#### DOCUMENT EXTRACT

Compute Google's PageRank 5 Times Faster

Ok... by Anonymous Coward · 2003-05-14 09:58 · Score: 3, Interesting

Who owns the software patent for this for the next 20 years?

Let me guess... by RollingThunder · 2003-05-14 09:59 · Score: 5, Funny

Feeding the pigeons amphetamines?

Re:Let me guess... by irokitt · 2003-05-14 10:27 · Score: 5, Funny

No, They'll replace the pigeons with roadrunners.

--
If my answers frighten you, stop asking scary questions.

Charge for it by Anonymous Coward · 2003-05-14 10:00 · Score: 3, Funny

Don't give it away to Google - charge them or let them buy the new method.

Re:Charge for it by ahaning · 2003-05-14 10:23 · Score: 4, Informative

But, didn't Google originate out of Stanford? Isn't it reasonable to think that the two are still pretty friendly?

(Don't you hate it when people speak in questions? Don't you? Huh?)

--
Withdrawal before climax is very ineffective and those who try this are usually called "parents."
Re:Charge for it by pldms · 2003-05-14 10:43 · Score: 3, Informative

But, didn't Google originate out of Stanford?

Yep. Originally called Backrub, curiously.

--
Slashdot looked deep within my soul and assigned
me a number based on the order in which I joined

CmdrTaco, ScienceBlog editor? by jbellis · 2003-05-14 10:00 · Score: 5, Interesting

A 5 times speedup is still many orders of magnitude too slow to personalize terabytes of data for millions of customers. That's just ludicrous. But somehow Science Blog puts "...may make it realistic to calculate page rankings personalized for an individual's interests" in their abstract when the actual article from National Science Foundation says nothing of the sort:

Computing PageRank, the ranking algorithm behind the Google search engine, for a billion Web pages can take several days. Google currently ranks and searches 3 billion Web pages. Each personalized or topic-sensitive ranking would require a separate multi-day computation, but the payoff would be less time spent wading through irrelevant search results. For example, searching a sports-specific Google site for "Giants" would give more importance to pages about the New York or San Francisco Giants and less importance to pages about Jack and the Beanstalk.

########
#### DATA UNDER STUDY

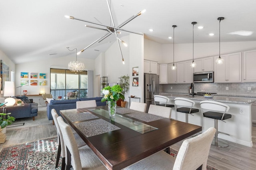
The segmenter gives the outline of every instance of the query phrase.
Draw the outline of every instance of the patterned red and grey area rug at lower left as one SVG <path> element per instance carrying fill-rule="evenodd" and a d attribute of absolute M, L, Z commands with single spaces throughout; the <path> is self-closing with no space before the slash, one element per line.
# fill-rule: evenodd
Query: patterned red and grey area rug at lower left
<path fill-rule="evenodd" d="M 57 137 L 8 146 L 0 152 L 0 170 L 60 170 L 55 168 Z"/>

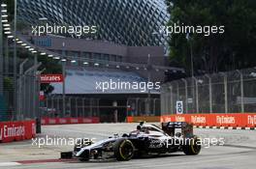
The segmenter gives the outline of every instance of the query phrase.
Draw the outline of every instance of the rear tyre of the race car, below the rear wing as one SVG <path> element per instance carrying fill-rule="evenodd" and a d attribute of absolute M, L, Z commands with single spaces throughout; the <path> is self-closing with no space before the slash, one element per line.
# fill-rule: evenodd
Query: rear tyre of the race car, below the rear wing
<path fill-rule="evenodd" d="M 198 155 L 201 152 L 201 140 L 197 136 L 187 138 L 182 146 L 185 155 Z"/>

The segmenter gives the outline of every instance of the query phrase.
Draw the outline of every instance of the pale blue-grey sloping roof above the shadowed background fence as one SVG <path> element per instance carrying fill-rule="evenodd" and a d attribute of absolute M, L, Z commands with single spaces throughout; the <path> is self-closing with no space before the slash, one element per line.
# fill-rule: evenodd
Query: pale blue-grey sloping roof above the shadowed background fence
<path fill-rule="evenodd" d="M 146 81 L 131 71 L 66 70 L 65 86 L 67 95 L 147 94 L 148 89 L 144 85 Z M 114 83 L 112 87 L 111 83 Z M 140 89 L 134 88 L 132 86 L 134 83 L 141 85 L 141 88 L 139 86 Z M 62 94 L 62 83 L 51 83 L 51 85 L 54 87 L 52 94 Z M 150 93 L 159 94 L 159 91 L 150 90 Z"/>

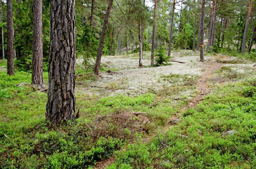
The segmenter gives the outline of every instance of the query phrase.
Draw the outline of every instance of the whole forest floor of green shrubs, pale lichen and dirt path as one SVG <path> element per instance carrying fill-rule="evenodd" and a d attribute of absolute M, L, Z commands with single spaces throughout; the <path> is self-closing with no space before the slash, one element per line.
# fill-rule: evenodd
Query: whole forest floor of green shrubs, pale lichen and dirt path
<path fill-rule="evenodd" d="M 145 67 L 138 53 L 103 56 L 99 76 L 78 58 L 80 118 L 59 128 L 45 122 L 46 91 L 32 88 L 28 73 L 6 76 L 2 62 L 1 92 L 10 86 L 1 98 L 0 167 L 256 166 L 255 62 L 222 54 L 199 62 L 198 52 L 180 50 L 172 65 L 149 67 L 150 52 L 143 56 Z"/>

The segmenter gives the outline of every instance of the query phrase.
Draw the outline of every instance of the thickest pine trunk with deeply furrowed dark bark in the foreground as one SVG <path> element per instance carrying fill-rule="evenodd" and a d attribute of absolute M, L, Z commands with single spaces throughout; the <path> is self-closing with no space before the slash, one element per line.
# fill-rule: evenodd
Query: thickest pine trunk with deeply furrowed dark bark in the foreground
<path fill-rule="evenodd" d="M 75 0 L 51 0 L 46 120 L 59 126 L 75 120 Z"/>

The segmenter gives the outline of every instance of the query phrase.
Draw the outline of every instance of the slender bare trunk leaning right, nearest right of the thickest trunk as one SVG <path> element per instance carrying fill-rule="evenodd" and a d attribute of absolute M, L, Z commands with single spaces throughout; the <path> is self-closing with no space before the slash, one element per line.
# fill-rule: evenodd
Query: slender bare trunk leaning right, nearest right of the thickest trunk
<path fill-rule="evenodd" d="M 104 39 L 105 39 L 105 34 L 106 34 L 106 30 L 107 30 L 107 24 L 108 24 L 112 4 L 113 4 L 113 0 L 109 0 L 108 8 L 107 8 L 105 19 L 104 19 L 104 24 L 102 27 L 100 44 L 99 44 L 98 54 L 97 54 L 97 58 L 96 58 L 96 64 L 95 64 L 95 68 L 94 68 L 94 72 L 96 75 L 100 74 L 100 61 L 101 61 L 103 43 L 104 43 Z"/>

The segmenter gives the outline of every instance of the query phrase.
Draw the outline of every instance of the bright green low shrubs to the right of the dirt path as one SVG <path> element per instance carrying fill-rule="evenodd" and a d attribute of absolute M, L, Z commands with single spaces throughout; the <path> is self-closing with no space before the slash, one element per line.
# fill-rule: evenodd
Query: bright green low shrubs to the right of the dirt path
<path fill-rule="evenodd" d="M 117 151 L 108 168 L 255 168 L 255 99 L 255 79 L 222 85 L 166 134 Z"/>

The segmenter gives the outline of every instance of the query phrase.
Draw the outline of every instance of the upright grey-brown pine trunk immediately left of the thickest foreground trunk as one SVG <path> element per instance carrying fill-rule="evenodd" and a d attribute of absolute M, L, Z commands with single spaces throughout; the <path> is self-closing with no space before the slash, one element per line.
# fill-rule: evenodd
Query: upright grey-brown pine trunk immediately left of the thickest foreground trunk
<path fill-rule="evenodd" d="M 32 85 L 38 89 L 45 88 L 43 80 L 43 24 L 42 0 L 33 1 L 33 58 Z"/>

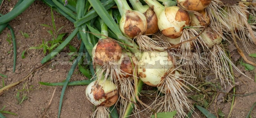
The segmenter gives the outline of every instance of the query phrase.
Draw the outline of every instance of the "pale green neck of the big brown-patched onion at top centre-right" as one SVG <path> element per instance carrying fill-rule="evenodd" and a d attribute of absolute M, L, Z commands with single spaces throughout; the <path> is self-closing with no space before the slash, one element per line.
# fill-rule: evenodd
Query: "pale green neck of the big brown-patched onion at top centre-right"
<path fill-rule="evenodd" d="M 154 10 L 157 16 L 159 16 L 160 13 L 165 9 L 164 6 L 159 2 L 157 2 L 156 0 L 144 0 L 144 1 L 149 5 L 149 7 L 151 7 L 151 9 Z"/>

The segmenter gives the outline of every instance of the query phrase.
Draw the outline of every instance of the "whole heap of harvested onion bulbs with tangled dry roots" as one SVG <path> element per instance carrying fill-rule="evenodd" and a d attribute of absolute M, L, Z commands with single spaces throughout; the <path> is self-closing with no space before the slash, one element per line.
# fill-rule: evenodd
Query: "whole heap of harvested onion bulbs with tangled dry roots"
<path fill-rule="evenodd" d="M 174 117 L 186 117 L 194 111 L 186 92 L 199 91 L 193 84 L 202 73 L 213 72 L 223 87 L 232 85 L 232 67 L 246 76 L 230 60 L 223 43 L 232 37 L 238 52 L 252 64 L 236 40 L 245 48 L 250 42 L 256 44 L 256 27 L 247 22 L 251 14 L 247 9 L 255 11 L 252 2 L 177 0 L 177 6 L 163 6 L 156 0 L 144 0 L 145 5 L 139 0 L 114 1 L 121 16 L 120 31 L 133 39 L 133 45 L 104 37 L 94 46 L 97 77 L 86 90 L 89 101 L 98 107 L 92 117 L 107 117 L 112 105 L 119 107 L 120 117 L 129 116 L 133 108 L 138 115 L 142 109 L 136 101 L 153 115 L 176 111 Z M 151 104 L 139 100 L 140 81 L 156 88 Z"/>

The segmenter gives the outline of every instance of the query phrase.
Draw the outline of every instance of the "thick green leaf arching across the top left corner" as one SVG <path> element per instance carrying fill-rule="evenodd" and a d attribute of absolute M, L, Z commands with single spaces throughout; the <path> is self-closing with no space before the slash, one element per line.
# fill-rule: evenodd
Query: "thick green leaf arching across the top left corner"
<path fill-rule="evenodd" d="M 6 22 L 13 20 L 15 17 L 17 17 L 19 14 L 21 14 L 23 11 L 25 11 L 34 1 L 35 0 L 22 1 L 12 11 L 10 11 L 9 13 L 4 14 L 3 16 L 0 17 L 0 24 L 4 24 Z"/>

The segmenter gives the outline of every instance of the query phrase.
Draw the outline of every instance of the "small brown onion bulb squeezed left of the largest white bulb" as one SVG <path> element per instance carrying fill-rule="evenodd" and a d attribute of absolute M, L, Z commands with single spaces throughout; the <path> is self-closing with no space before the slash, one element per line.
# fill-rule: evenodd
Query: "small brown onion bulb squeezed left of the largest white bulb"
<path fill-rule="evenodd" d="M 133 63 L 131 62 L 130 57 L 131 57 Z M 117 62 L 117 64 L 118 64 L 118 67 L 120 68 L 120 70 L 123 73 L 125 73 L 125 76 L 119 75 L 120 77 L 125 77 L 125 78 L 132 77 L 133 73 L 134 73 L 134 67 L 137 64 L 137 58 L 134 55 L 132 55 L 131 53 L 128 54 L 126 52 L 123 52 L 122 56 L 119 59 L 119 61 Z M 118 77 L 117 77 L 117 79 L 118 79 Z"/>

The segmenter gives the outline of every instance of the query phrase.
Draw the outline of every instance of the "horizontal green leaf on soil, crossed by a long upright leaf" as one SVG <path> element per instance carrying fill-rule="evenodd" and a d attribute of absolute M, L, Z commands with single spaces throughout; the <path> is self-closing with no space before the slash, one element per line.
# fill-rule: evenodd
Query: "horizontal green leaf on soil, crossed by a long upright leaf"
<path fill-rule="evenodd" d="M 91 82 L 93 82 L 93 80 L 73 81 L 73 82 L 68 82 L 68 86 L 88 85 Z M 39 82 L 39 84 L 42 84 L 45 86 L 63 86 L 65 82 L 58 82 L 58 83 Z"/>

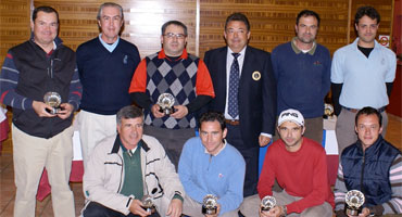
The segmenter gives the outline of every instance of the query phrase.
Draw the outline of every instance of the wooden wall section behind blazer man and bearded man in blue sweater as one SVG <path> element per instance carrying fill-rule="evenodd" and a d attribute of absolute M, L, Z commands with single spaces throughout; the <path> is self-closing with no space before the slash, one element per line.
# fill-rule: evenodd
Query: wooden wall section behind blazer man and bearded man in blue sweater
<path fill-rule="evenodd" d="M 294 37 L 296 17 L 303 9 L 321 15 L 317 41 L 334 52 L 347 43 L 348 7 L 348 0 L 201 0 L 200 55 L 225 44 L 224 25 L 233 12 L 242 12 L 249 17 L 250 44 L 272 51 Z"/>

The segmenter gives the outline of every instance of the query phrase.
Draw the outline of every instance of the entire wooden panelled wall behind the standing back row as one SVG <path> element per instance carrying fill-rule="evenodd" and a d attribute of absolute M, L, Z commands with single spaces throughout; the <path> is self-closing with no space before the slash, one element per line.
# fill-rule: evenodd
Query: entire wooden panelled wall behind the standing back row
<path fill-rule="evenodd" d="M 9 48 L 29 37 L 30 2 L 54 7 L 61 18 L 60 36 L 76 49 L 97 37 L 96 15 L 101 0 L 0 0 L 0 61 Z M 357 7 L 374 5 L 381 15 L 379 34 L 390 35 L 393 0 L 115 0 L 124 8 L 125 30 L 122 37 L 134 42 L 141 56 L 160 50 L 160 28 L 169 20 L 179 20 L 189 28 L 188 50 L 204 52 L 225 44 L 226 17 L 246 13 L 251 22 L 250 44 L 271 51 L 294 36 L 299 11 L 311 9 L 322 17 L 317 41 L 331 52 L 355 38 L 353 20 Z M 348 20 L 349 5 L 351 18 Z M 198 11 L 199 10 L 199 11 Z M 197 15 L 200 15 L 199 23 Z M 199 26 L 199 44 L 197 29 Z M 350 40 L 348 41 L 348 34 Z"/>

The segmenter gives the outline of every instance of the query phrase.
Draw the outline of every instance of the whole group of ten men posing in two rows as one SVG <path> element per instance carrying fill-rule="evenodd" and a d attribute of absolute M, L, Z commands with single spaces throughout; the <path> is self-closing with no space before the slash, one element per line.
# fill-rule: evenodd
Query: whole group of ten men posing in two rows
<path fill-rule="evenodd" d="M 367 197 L 362 216 L 402 212 L 401 152 L 380 136 L 395 56 L 375 40 L 375 9 L 357 10 L 359 37 L 332 62 L 315 41 L 319 16 L 310 10 L 299 13 L 296 37 L 272 55 L 248 46 L 250 23 L 234 13 L 225 23 L 227 46 L 204 60 L 187 52 L 181 22 L 166 22 L 162 50 L 141 61 L 120 37 L 121 5 L 103 3 L 97 21 L 99 37 L 75 54 L 58 37 L 58 12 L 36 8 L 32 38 L 4 60 L 0 102 L 13 107 L 14 216 L 35 215 L 43 167 L 54 216 L 75 215 L 68 177 L 78 108 L 84 216 L 203 216 L 206 194 L 217 199 L 217 213 L 208 216 L 331 216 L 334 207 L 342 216 L 353 189 Z M 331 82 L 341 153 L 335 201 L 321 145 Z M 43 102 L 47 93 L 59 98 L 56 112 Z M 158 103 L 164 93 L 175 101 L 169 114 Z M 259 179 L 260 146 L 272 140 Z M 266 195 L 277 205 L 261 212 Z M 143 196 L 156 212 L 143 208 Z"/>

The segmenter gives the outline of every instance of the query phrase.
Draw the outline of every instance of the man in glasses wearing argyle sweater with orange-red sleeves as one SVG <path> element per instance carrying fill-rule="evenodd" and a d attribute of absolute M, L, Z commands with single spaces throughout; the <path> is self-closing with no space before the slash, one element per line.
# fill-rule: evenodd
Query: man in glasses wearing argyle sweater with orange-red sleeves
<path fill-rule="evenodd" d="M 133 101 L 145 108 L 145 133 L 162 143 L 176 168 L 183 145 L 196 136 L 196 113 L 215 97 L 205 64 L 187 53 L 187 36 L 181 22 L 163 24 L 162 50 L 141 61 L 129 88 Z M 171 114 L 158 104 L 162 93 L 175 100 Z"/>

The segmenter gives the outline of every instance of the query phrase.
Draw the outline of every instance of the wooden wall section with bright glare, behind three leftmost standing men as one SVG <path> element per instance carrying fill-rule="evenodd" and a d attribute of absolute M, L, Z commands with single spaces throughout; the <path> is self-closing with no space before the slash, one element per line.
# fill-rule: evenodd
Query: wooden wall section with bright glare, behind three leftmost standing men
<path fill-rule="evenodd" d="M 60 13 L 61 38 L 74 50 L 84 41 L 99 35 L 97 13 L 101 0 L 35 0 L 37 5 L 51 5 Z M 123 7 L 125 27 L 122 38 L 135 43 L 145 58 L 161 49 L 161 26 L 169 20 L 178 20 L 188 27 L 187 49 L 196 51 L 194 0 L 118 0 Z"/>

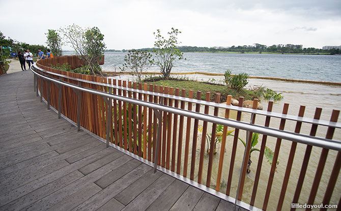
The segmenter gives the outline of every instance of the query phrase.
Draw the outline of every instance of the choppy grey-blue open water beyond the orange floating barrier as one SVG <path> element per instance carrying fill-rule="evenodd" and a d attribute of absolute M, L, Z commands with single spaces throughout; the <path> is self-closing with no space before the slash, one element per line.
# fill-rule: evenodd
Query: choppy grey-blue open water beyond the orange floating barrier
<path fill-rule="evenodd" d="M 122 67 L 123 52 L 105 52 L 104 71 Z M 251 76 L 271 76 L 318 81 L 341 82 L 341 56 L 238 54 L 238 53 L 184 53 L 186 61 L 177 61 L 173 72 L 246 72 Z M 159 71 L 152 67 L 151 71 Z M 117 71 L 120 71 L 117 68 Z"/>

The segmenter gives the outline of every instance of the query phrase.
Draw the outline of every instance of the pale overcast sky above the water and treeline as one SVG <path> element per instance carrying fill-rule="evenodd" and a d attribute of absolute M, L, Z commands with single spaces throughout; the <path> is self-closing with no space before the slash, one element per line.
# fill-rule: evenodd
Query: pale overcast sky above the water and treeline
<path fill-rule="evenodd" d="M 187 46 L 341 45 L 340 0 L 0 0 L 0 8 L 0 31 L 29 44 L 46 45 L 47 29 L 75 23 L 99 27 L 107 49 L 119 50 L 153 47 L 153 32 L 172 27 Z"/>

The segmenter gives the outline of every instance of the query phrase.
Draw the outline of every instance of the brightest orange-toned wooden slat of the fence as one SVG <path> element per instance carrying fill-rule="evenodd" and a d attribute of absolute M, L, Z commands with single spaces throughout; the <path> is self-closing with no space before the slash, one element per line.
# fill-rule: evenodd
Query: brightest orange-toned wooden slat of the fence
<path fill-rule="evenodd" d="M 231 105 L 231 98 L 232 96 L 228 95 L 228 98 L 226 99 L 226 105 Z M 225 118 L 230 118 L 230 109 L 225 109 Z M 220 190 L 222 165 L 224 163 L 224 154 L 225 154 L 226 134 L 228 134 L 228 126 L 224 126 L 222 130 L 220 157 L 219 157 L 218 174 L 217 174 L 217 184 L 215 187 L 216 191 Z"/>

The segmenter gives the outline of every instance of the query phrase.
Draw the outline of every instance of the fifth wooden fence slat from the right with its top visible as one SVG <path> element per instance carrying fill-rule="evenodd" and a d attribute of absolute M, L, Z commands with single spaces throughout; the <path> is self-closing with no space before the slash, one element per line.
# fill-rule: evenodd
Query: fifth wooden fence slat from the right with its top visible
<path fill-rule="evenodd" d="M 273 106 L 273 101 L 269 101 L 268 110 L 267 110 L 268 112 L 272 111 L 272 106 Z M 270 125 L 270 116 L 266 116 L 264 126 L 269 127 L 269 125 Z M 257 194 L 258 183 L 259 183 L 259 178 L 260 178 L 261 170 L 262 170 L 263 155 L 264 155 L 264 151 L 265 151 L 267 137 L 268 137 L 267 135 L 263 135 L 263 138 L 262 138 L 261 151 L 259 153 L 257 170 L 256 170 L 256 174 L 254 177 L 254 184 L 253 184 L 252 195 L 251 195 L 251 200 L 250 200 L 250 204 L 252 206 L 254 205 L 255 196 Z"/>

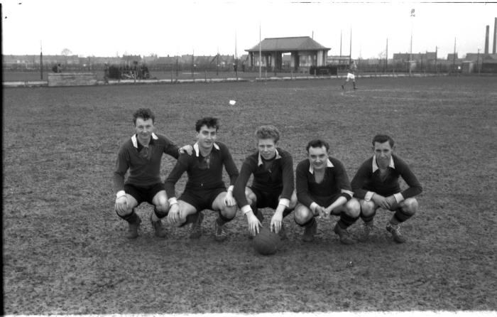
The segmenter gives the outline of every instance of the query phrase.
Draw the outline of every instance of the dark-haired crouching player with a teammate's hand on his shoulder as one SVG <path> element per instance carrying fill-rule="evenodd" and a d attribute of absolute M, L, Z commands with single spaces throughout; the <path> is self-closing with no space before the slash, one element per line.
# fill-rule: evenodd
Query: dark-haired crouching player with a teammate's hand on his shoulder
<path fill-rule="evenodd" d="M 220 242 L 228 237 L 224 225 L 236 215 L 236 200 L 232 192 L 238 168 L 226 145 L 216 141 L 219 130 L 217 118 L 205 117 L 198 120 L 195 130 L 195 154 L 181 155 L 165 180 L 165 190 L 171 206 L 168 222 L 178 227 L 191 223 L 190 239 L 198 239 L 202 235 L 202 210 L 217 211 L 219 215 L 214 223 L 214 239 Z M 230 179 L 228 190 L 222 179 L 223 166 Z M 188 181 L 182 195 L 177 199 L 175 184 L 185 171 Z"/>

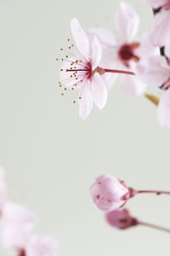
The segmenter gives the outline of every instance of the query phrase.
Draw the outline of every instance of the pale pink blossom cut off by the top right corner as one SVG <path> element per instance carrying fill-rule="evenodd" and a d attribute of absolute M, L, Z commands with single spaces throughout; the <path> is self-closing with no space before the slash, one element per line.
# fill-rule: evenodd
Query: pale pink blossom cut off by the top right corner
<path fill-rule="evenodd" d="M 150 28 L 150 39 L 155 46 L 165 46 L 165 54 L 170 57 L 170 0 L 144 0 L 156 13 Z"/>

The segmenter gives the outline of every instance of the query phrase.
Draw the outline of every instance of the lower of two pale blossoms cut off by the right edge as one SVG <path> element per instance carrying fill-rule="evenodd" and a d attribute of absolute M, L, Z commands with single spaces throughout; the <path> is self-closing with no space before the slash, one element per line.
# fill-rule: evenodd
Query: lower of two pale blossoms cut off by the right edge
<path fill-rule="evenodd" d="M 156 56 L 142 61 L 137 73 L 145 82 L 162 90 L 157 116 L 161 126 L 170 128 L 170 66 L 166 59 L 163 56 Z"/>

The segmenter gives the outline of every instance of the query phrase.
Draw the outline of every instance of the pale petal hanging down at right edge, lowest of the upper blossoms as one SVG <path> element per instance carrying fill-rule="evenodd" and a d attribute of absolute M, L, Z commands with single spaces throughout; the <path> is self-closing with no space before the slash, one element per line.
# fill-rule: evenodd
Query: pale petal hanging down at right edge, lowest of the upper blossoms
<path fill-rule="evenodd" d="M 157 108 L 158 120 L 164 128 L 170 128 L 170 90 L 163 91 Z"/>

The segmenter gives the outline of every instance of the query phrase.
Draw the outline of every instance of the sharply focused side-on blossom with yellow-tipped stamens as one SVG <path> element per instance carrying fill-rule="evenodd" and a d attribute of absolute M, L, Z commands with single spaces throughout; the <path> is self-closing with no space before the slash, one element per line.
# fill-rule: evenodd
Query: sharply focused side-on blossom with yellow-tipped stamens
<path fill-rule="evenodd" d="M 61 68 L 61 83 L 71 90 L 78 89 L 79 114 L 82 119 L 88 117 L 93 102 L 99 109 L 105 107 L 107 89 L 99 61 L 102 50 L 97 38 L 89 44 L 88 35 L 82 30 L 77 19 L 71 20 L 71 32 L 75 40 L 75 52 Z"/>

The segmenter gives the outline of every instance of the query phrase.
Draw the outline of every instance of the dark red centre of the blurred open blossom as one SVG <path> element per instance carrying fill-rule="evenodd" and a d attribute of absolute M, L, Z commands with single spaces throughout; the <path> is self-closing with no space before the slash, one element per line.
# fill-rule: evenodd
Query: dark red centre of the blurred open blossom
<path fill-rule="evenodd" d="M 139 61 L 139 56 L 134 54 L 134 49 L 139 47 L 139 43 L 123 44 L 118 51 L 118 56 L 126 67 L 129 67 L 129 61 Z"/>

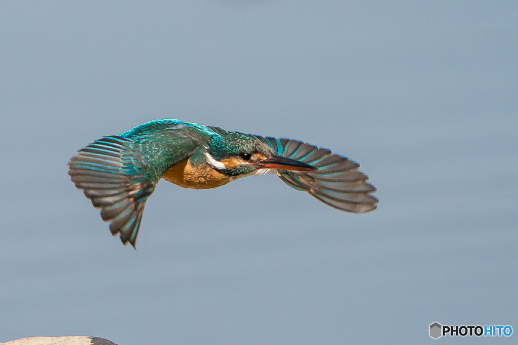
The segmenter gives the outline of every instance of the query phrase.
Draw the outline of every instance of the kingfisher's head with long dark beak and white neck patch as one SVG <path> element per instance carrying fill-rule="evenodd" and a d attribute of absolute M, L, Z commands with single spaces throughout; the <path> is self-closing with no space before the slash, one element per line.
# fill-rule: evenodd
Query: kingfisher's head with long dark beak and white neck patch
<path fill-rule="evenodd" d="M 205 156 L 223 174 L 248 175 L 261 169 L 318 170 L 310 164 L 276 155 L 262 137 L 223 130 L 219 134 L 212 138 Z"/>

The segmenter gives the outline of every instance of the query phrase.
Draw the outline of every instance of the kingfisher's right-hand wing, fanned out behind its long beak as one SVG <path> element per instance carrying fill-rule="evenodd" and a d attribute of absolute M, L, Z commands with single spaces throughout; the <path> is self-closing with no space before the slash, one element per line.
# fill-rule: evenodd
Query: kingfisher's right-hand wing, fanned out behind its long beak
<path fill-rule="evenodd" d="M 376 188 L 367 183 L 367 175 L 358 171 L 359 164 L 347 157 L 333 154 L 298 140 L 266 137 L 277 155 L 311 164 L 318 171 L 277 170 L 288 186 L 310 193 L 323 203 L 341 211 L 366 213 L 374 211 L 378 199 L 371 196 Z"/>

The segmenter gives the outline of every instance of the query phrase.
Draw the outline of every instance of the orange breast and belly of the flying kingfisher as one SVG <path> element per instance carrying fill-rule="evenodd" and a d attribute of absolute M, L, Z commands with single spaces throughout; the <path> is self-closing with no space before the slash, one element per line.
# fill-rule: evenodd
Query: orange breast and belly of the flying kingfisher
<path fill-rule="evenodd" d="M 162 177 L 177 186 L 193 189 L 216 188 L 235 179 L 214 170 L 208 164 L 193 165 L 189 158 L 169 168 Z"/>

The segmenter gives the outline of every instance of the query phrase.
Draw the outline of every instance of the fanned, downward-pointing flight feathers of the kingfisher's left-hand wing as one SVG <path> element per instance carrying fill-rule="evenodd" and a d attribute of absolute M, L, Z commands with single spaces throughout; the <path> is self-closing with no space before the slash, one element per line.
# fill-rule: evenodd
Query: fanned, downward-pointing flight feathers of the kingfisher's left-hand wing
<path fill-rule="evenodd" d="M 142 212 L 156 183 L 150 183 L 138 167 L 131 139 L 104 137 L 80 149 L 68 162 L 68 175 L 77 188 L 101 209 L 113 236 L 135 247 Z"/>

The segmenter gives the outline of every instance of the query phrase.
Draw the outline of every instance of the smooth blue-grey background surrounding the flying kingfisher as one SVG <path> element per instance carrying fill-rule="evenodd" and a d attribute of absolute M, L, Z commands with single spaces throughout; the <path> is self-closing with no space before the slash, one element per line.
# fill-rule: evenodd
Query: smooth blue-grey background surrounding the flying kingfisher
<path fill-rule="evenodd" d="M 161 181 L 124 247 L 66 164 L 155 118 L 330 147 L 379 208 Z M 516 1 L 2 1 L 0 342 L 513 343 L 517 132 Z"/>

########

EXERCISE INSTRUCTIONS – Carry on the forum thread about computing PageRank faster, beginning right after its last sentence. The material above is not needed here.

TASK ANSWER –
...
The complexities of a personalized ranking would require [far] greater speed-ups to the PageRank calculations. In addition, while a faster algorithm shortens computation time, the issue of storage remains. Because the results from a single PageRank computation on a few billion Web pages require several gigabytes of storage, saving a personalized PageRank for many individuals would rapidly consume vast amounts of storage. Saving a limited number of topic-specific PageRank calculations would be more practical.

Clearly the ScienceBlog and /. editors share more than a work ethic, or, uh, lack thereof. Next up: CmdrTaco's secret double life revealed!

Re:Lets see... by deadsaijinx* · 2003-05-14 10:02 · Score: 4, Insightful

that's exactly what i thought. But, as google is a HUGE international organization, it makes loads of sense for them. That's 5x the traffic they can feed, even though you won't see a noticeable difference.

--
YOU SUCK BALLS!

How far we've come by L.+VeGas · 2003-05-14 10:02 · Score: 5, Funny

I remember in 1970, it took a team of engineers over 7 days to calculate Google's page rankings. Of course, most had to use slide rules because computer time was so expensive.

--
Best Windows Freeware

Re:How far we've come by Cuthalion · 2003-05-14 10:57 · Score: 3, Funny

Your search - "world wide web" - did not match any documents. 0 pages searched in 6.31 seconds.

--
Trees can't go dancing
So do them a big favor
Pretend dancing stinks!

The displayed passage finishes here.